### DIRECTIONS FOR THIS TASK
Copy out the data below as written; omit any images.

Start of DATASET RECORDS

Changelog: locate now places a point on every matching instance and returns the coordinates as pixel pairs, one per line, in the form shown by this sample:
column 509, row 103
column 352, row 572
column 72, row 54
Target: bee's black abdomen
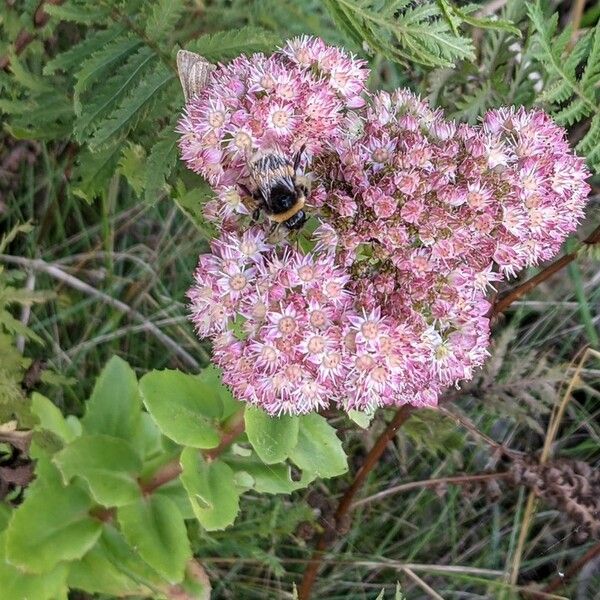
column 281, row 199
column 296, row 221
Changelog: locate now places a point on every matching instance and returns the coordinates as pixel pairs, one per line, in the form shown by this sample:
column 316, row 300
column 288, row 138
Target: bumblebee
column 277, row 190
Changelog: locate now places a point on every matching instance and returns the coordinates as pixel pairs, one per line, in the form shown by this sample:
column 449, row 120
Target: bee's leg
column 304, row 183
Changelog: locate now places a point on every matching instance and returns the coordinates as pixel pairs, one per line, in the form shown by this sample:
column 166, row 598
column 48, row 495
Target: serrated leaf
column 271, row 437
column 155, row 528
column 212, row 490
column 224, row 45
column 161, row 162
column 133, row 107
column 163, row 19
column 96, row 107
column 102, row 63
column 131, row 166
column 318, row 449
column 93, row 171
column 183, row 407
column 52, row 525
column 115, row 405
column 108, row 465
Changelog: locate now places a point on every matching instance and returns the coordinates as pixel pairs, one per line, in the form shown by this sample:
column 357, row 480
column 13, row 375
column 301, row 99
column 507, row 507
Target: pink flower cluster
column 417, row 217
column 289, row 337
column 296, row 97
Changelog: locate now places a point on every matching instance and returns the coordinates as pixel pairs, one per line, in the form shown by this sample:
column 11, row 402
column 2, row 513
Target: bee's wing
column 194, row 72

End of DATASET RECORDS

### OUTPUT
Changelog: locate now places a point on every matching instance and returns the coordinates as pixel pairs, one per line, in the form shown by this sample:
column 509, row 103
column 352, row 572
column 72, row 54
Target: bee's black abdomen
column 281, row 199
column 296, row 221
Changelog: locate now places a point on every matching instance and returns the coordinates as pixel pairs, one per line, in the form shown by this sample:
column 316, row 300
column 288, row 138
Target: bumblebee
column 277, row 190
Changelog: locate now places a point on every matching instance and returns the coordinates as pixel pairs, one per line, in the form shown by this sample:
column 449, row 120
Target: bee's leg
column 304, row 183
Changelog: locate now places a point on every matching instance and returns the coordinates as pixel pairs, one per line, in the form shown by this sample:
column 166, row 598
column 48, row 495
Target: serrated leaf
column 271, row 437
column 155, row 528
column 212, row 490
column 224, row 45
column 161, row 162
column 133, row 107
column 163, row 19
column 96, row 107
column 102, row 63
column 131, row 166
column 318, row 449
column 93, row 171
column 183, row 407
column 52, row 525
column 115, row 405
column 108, row 465
Changelog: locate now places a point on every matching instance and returns the coordinates as pixel pairs, one per line, in the form shown by this sample:
column 357, row 480
column 13, row 375
column 301, row 99
column 507, row 507
Target: pink flower cluster
column 417, row 217
column 289, row 337
column 296, row 97
Changelog: locate now places a point on every matching instance and returns the coordinates as pixel pairs, one per line, in the form shown by this sample:
column 11, row 402
column 2, row 513
Target: bee's wing
column 194, row 72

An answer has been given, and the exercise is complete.